Your objective »
Could you render every line of the listing below as a numbered list, skipping blank lines and leaving the pictures out?

[Rows from a segmentation dataset]
▬▬▬▬▬▬▬▬▬▬

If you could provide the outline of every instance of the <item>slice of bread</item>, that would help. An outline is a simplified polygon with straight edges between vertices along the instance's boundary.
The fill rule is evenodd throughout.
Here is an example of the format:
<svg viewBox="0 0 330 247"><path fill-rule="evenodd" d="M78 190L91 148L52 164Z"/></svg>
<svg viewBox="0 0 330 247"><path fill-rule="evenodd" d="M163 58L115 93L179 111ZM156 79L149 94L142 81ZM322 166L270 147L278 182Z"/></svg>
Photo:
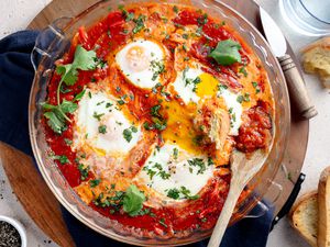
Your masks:
<svg viewBox="0 0 330 247"><path fill-rule="evenodd" d="M330 89L330 37L323 37L301 49L304 69L318 74L323 86Z"/></svg>
<svg viewBox="0 0 330 247"><path fill-rule="evenodd" d="M318 247L318 192L301 195L289 213L290 224L312 247Z"/></svg>
<svg viewBox="0 0 330 247"><path fill-rule="evenodd" d="M318 247L330 247L330 167L320 176L318 188Z"/></svg>

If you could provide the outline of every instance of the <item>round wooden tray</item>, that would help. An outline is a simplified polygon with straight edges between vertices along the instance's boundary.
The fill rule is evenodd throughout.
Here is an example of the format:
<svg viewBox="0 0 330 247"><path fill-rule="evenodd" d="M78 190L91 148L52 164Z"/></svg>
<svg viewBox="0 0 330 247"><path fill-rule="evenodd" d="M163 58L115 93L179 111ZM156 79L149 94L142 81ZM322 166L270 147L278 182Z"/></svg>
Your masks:
<svg viewBox="0 0 330 247"><path fill-rule="evenodd" d="M35 16L29 29L42 30L55 19L75 16L96 2L97 0L81 0L79 3L75 0L54 0ZM223 2L242 13L261 30L258 7L255 2L252 0L223 0ZM288 53L295 58L290 48ZM297 60L296 64L299 65ZM307 148L309 122L299 120L295 112L292 105L292 131L283 160L284 169L279 169L275 178L275 182L283 187L282 194L276 201L275 213L284 205L299 177ZM75 246L63 221L59 203L36 171L31 158L1 143L0 157L13 191L33 221L59 246Z"/></svg>

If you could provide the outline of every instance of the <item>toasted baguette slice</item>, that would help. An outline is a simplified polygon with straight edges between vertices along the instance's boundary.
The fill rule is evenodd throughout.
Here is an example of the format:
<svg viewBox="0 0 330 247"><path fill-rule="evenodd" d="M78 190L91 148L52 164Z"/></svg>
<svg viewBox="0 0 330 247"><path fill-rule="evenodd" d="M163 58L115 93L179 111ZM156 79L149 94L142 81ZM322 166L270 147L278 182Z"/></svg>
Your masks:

▬▬▬▬▬▬▬▬▬▬

Expected answer »
1. If you could provide the outline of every instance of the <item>slice of bread</item>, that would help. An outline is a simplified polygon with straight edges between vertices along the instance's boundary.
2. The fill rule is evenodd throughout.
3. Here is an example of the format:
4. <svg viewBox="0 0 330 247"><path fill-rule="evenodd" d="M78 190L91 148L52 164Z"/></svg>
5. <svg viewBox="0 0 330 247"><path fill-rule="evenodd" d="M163 58L115 93L179 111ZM156 79L149 94L142 81ZM322 166L270 147L278 182Z"/></svg>
6. Photo:
7. Your masks:
8. <svg viewBox="0 0 330 247"><path fill-rule="evenodd" d="M330 89L330 37L323 37L301 49L304 69L318 74L323 86Z"/></svg>
9. <svg viewBox="0 0 330 247"><path fill-rule="evenodd" d="M318 247L318 192L301 195L289 213L290 224L312 247Z"/></svg>
10. <svg viewBox="0 0 330 247"><path fill-rule="evenodd" d="M318 247L330 247L330 167L320 176L318 188Z"/></svg>
11. If you could provide the outline of every instance of the <item>round wooden tray</item>, that would help. An outline is a simplified polygon with straight edges between vertices along the instance's boundary.
12. The fill rule is evenodd throughout.
13. Here is an example of the format:
14. <svg viewBox="0 0 330 247"><path fill-rule="evenodd" d="M78 190L91 148L52 164Z"/></svg>
15. <svg viewBox="0 0 330 247"><path fill-rule="evenodd" d="M163 58L115 93L179 111ZM156 79L149 94L142 81ZM322 166L270 147L278 182Z"/></svg>
16. Your masks:
17. <svg viewBox="0 0 330 247"><path fill-rule="evenodd" d="M35 16L29 29L42 30L55 19L75 16L96 2L97 0L81 0L79 3L75 0L54 0ZM223 2L242 13L261 30L258 7L255 2L252 0L223 0ZM288 53L295 58L290 48ZM297 60L296 64L299 65ZM307 148L309 122L299 120L295 112L292 105L292 131L283 160L284 169L279 169L275 178L275 182L283 187L282 194L276 201L275 213L284 205L299 177ZM75 246L63 221L59 203L36 171L31 158L1 143L0 157L13 191L33 221L59 246Z"/></svg>
18. If you could provide the outline of every instance of the <item>toasted baguette slice</item>, that would help. An outline is a simplified polygon with straight edges between vertices along the instance's boundary.
19. The fill rule is evenodd throughout.
20. Here is an example of the format:
21. <svg viewBox="0 0 330 247"><path fill-rule="evenodd" d="M78 190L91 148L52 164Z"/></svg>
22. <svg viewBox="0 0 330 247"><path fill-rule="evenodd" d="M163 58L115 93L179 111ZM156 79L149 94L142 81ZM322 166L270 147L278 182Z"/></svg>
23. Your masks:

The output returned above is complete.